## Directions
Please write the listing below out again exactly, leaving every picture behind.

## Record extracts
◇ ◇ ◇
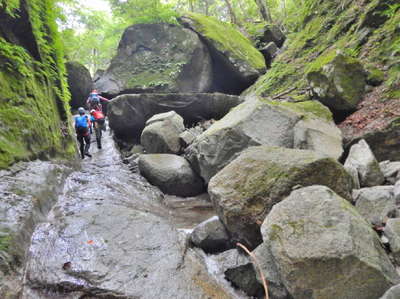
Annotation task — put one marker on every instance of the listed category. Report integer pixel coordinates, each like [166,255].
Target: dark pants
[84,144]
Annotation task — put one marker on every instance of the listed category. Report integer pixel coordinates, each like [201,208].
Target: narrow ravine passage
[109,237]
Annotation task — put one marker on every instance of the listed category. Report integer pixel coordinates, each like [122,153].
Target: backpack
[94,99]
[81,121]
[98,115]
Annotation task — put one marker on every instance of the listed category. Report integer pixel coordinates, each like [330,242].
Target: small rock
[390,170]
[392,232]
[211,236]
[392,293]
[161,135]
[171,173]
[362,159]
[238,269]
[375,203]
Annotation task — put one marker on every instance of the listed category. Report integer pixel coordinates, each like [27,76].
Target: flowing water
[113,235]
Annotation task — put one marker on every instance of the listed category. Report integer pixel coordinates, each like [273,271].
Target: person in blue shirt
[82,128]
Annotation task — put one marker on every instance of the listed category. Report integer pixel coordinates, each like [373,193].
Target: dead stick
[283,93]
[257,266]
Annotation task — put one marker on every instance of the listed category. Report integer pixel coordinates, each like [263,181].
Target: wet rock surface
[363,160]
[80,83]
[27,191]
[129,113]
[158,58]
[246,190]
[260,122]
[110,236]
[339,83]
[161,134]
[171,173]
[325,235]
[376,204]
[211,236]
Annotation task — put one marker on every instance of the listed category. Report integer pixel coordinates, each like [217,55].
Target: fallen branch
[255,262]
[283,93]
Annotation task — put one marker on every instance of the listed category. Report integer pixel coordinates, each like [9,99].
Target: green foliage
[10,6]
[144,11]
[34,97]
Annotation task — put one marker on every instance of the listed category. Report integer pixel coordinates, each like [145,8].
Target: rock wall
[34,109]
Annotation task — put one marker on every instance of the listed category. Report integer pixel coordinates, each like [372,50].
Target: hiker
[94,101]
[98,120]
[83,128]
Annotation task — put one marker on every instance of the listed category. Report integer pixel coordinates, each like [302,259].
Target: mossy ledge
[366,30]
[34,96]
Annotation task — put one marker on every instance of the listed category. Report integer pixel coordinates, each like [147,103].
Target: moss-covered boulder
[34,110]
[236,62]
[128,113]
[338,81]
[245,191]
[305,125]
[158,58]
[324,249]
[80,83]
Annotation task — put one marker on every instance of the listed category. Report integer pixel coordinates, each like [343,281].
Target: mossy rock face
[305,125]
[323,248]
[245,191]
[339,82]
[328,26]
[80,83]
[236,62]
[158,58]
[34,110]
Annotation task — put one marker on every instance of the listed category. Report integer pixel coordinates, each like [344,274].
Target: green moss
[5,242]
[374,75]
[228,39]
[327,29]
[34,110]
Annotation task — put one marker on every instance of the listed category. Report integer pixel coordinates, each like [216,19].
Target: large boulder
[80,83]
[306,125]
[246,190]
[362,158]
[161,135]
[271,33]
[158,58]
[323,249]
[376,204]
[211,236]
[392,293]
[236,62]
[171,173]
[128,114]
[338,81]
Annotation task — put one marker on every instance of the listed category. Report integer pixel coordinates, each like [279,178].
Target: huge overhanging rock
[80,83]
[236,62]
[305,125]
[128,113]
[158,58]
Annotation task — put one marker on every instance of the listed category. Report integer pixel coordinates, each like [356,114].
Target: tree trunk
[207,8]
[265,13]
[231,12]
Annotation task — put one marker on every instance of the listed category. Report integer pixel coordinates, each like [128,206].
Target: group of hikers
[85,124]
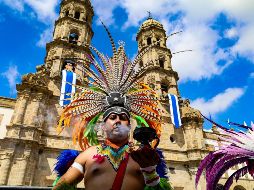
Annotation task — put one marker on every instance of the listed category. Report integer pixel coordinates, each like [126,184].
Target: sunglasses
[122,117]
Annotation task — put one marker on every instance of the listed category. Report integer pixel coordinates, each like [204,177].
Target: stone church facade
[31,144]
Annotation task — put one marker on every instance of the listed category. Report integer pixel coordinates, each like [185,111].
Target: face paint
[117,132]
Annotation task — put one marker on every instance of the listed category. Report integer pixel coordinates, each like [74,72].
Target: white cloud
[14,4]
[44,9]
[12,75]
[244,47]
[201,62]
[231,33]
[196,19]
[45,37]
[104,10]
[219,103]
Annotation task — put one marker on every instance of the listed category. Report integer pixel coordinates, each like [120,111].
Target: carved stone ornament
[40,78]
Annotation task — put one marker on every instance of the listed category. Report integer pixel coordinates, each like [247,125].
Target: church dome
[150,22]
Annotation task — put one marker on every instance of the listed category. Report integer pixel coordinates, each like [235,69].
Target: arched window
[68,64]
[77,15]
[157,41]
[67,13]
[149,41]
[141,64]
[161,62]
[73,38]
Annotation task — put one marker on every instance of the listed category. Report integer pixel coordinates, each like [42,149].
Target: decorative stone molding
[40,78]
[7,102]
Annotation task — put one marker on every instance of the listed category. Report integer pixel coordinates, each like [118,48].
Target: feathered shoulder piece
[112,83]
[237,148]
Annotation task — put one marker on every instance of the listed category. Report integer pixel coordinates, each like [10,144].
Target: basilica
[29,148]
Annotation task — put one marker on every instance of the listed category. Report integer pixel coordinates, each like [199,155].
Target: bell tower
[164,80]
[182,146]
[72,33]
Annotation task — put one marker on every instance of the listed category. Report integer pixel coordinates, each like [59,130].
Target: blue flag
[174,110]
[68,87]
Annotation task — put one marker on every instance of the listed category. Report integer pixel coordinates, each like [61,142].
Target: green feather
◇ ◇ ◇
## Written response
Annotation task — put one marker on every instance of the listed category. Report integer pixel coordinates, each like [166,255].
Target: dark pants
[84,144]
Annotation task — put one marker on every instance of the listed category. Report integer pixel coordinates, each like [201,208].
Target: narrow ravine passage
[109,237]
Annotation task — put one marker on every instance of the listed category. Report integer pixel coordinates, each like [122,153].
Target: backpack
[94,99]
[81,121]
[98,115]
Annotation task — put one marker on every instance of the listed category. Report integer pixel coordinates, each like [330,242].
Target: small rock
[390,170]
[392,232]
[211,236]
[392,293]
[161,135]
[171,173]
[362,159]
[238,269]
[375,203]
Annotation task — put one marker on every instance of the listed category. Report integer pixel coordinates, each like [27,76].
Target: flowing water
[113,235]
Annotation task — put one marker on every instance of the listed category. Report integer pixel coordinates, each like [273,271].
Target: person in blue shirt
[82,128]
Annotation task — put one marker on every instance of the listed category. Report integer pixel coordinates, each like [373,193].
Target: dead stick
[283,93]
[257,266]
Annotation task — put one marker on every instance of the listed category. Report integer pixel coordinates, each like [263,181].
Target: wet rock surface
[363,160]
[80,83]
[27,191]
[129,113]
[158,58]
[246,190]
[260,122]
[110,236]
[339,83]
[161,134]
[171,173]
[325,235]
[376,204]
[211,236]
Annotation task — put one marker on every instance of the listed category. Report integer pixel coordinates, each like [217,55].
Target: fallen branch
[255,262]
[283,93]
Annotation task — put one marker on every instance of the listed category. Report integer pixel coordinates, each like [9,99].
Target: green foliage
[10,6]
[144,11]
[34,97]
Annotation task — put one marker on every instance of the listed category. Report integer pixel coordinates, each like [145,8].
Target: rock wall
[34,109]
Annotation task — put one marker on every instance of the listed category. Report integer pixel coordinates, each like [372,50].
Target: hiker
[94,101]
[98,120]
[83,128]
Annotation task — put one marker on every instance of the listed category. Report integer pixel coordinates, each like [302,259].
Target: mossy ledge
[366,30]
[34,96]
Annotation task — put one marker on every instance of the listed category. Report integer pixel coordinates, each like [147,103].
Target: moss-covered boulder
[34,110]
[236,62]
[128,113]
[338,81]
[245,191]
[305,125]
[158,58]
[324,249]
[80,83]
Annotation task — put one marker on every instance of the listed category. Report integer pixel coordinates, each like [343,281].
Target: mossy rock face
[305,125]
[323,248]
[245,191]
[339,82]
[328,26]
[80,83]
[236,62]
[158,58]
[34,110]
Annotation task — put one marker on every instance of the listed category. Report integer pixel coordinates, each like [344,274].
Target: green moss
[5,242]
[374,75]
[228,39]
[327,29]
[34,110]
Annotation task — put one marker on every instance of the listed category. Report integer pixel coordinates, each like [216,19].
Target: large boulder
[80,83]
[306,125]
[246,190]
[362,158]
[161,135]
[271,33]
[158,58]
[323,249]
[376,204]
[211,236]
[392,293]
[236,62]
[171,173]
[128,114]
[338,81]
Annotation task — put one marker on every instance of the listed category. Report integer pixel coordinates, each like [279,178].
Target: huge overhanging rock
[80,83]
[236,62]
[305,125]
[128,113]
[158,58]
Annotation task — put one marker on every instance of the listed category. Report integer pixel coordinates, each like [356,114].
Target: tree trunk
[207,8]
[265,13]
[231,12]
Annotation task — put one marker on every instance of the listed category. Report integer pixel coordinates, each like [128,206].
Target: group of hikers
[85,124]
Annotation task — put one marker on every instance of the listed category. Report integer pixel coordinates, each like [126,184].
Target: sunglasses
[122,117]
Annotation task — put one marker on every instance of the listed category. Report integer pixel coordinates, each like [204,177].
Target: stone church facade
[31,144]
Annotation task — put one marker on every instance of the listed category. Report integer pixel coordinates, each like [185,111].
Target: face paint
[117,132]
Annotation task — put one marker on every instance of the listed category. Report integer pixel coordinates, each like [74,72].
Target: white cloud
[14,4]
[44,9]
[12,75]
[244,47]
[201,62]
[231,33]
[196,19]
[45,37]
[104,10]
[219,103]
Annotation task — put one marker on every instance of the listed category. Report integer pixel coordinates, each like [120,111].
Target: carved stone ornament
[40,78]
Annotation task — put one marker on every instance of the listed category. Report integer pixel coordinates, each like [247,125].
Target: church dome
[150,22]
Annotation task — put one marker on every instance of the listed category. Report integer pixel coordinates, each like [235,69].
Target: arched window
[68,64]
[77,15]
[157,41]
[67,13]
[149,41]
[141,64]
[161,62]
[73,38]
Annotation task — put one marker on every instance of the listed category. Report integer pixel coordinates, each like [42,149].
Target: decorative stone molding
[40,78]
[7,102]
Annotation task — put one marker on every instance of the listed category. Report integer pixel coordinates, each like [118,48].
Target: feathered shoulder piece
[112,83]
[237,148]
Annotation task — put one marker on every instance of the listed category. Report integer pixel coordinates, each like [10,144].
Target: basilica
[29,148]
Annotation task — put one marker on every instance of the listed category. Report integer pixel coordinates, each like [199,155].
Target: bell tower
[164,80]
[182,146]
[72,33]
Annotation task — put one marker on every instance of the listed category. Report integer pixel coordinates, each like [59,130].
Target: blue flag
[174,110]
[68,87]
Annotation task — put one marker on every instance of the listed category. Report integer pixel coordinates, each like [61,142].
Target: green feather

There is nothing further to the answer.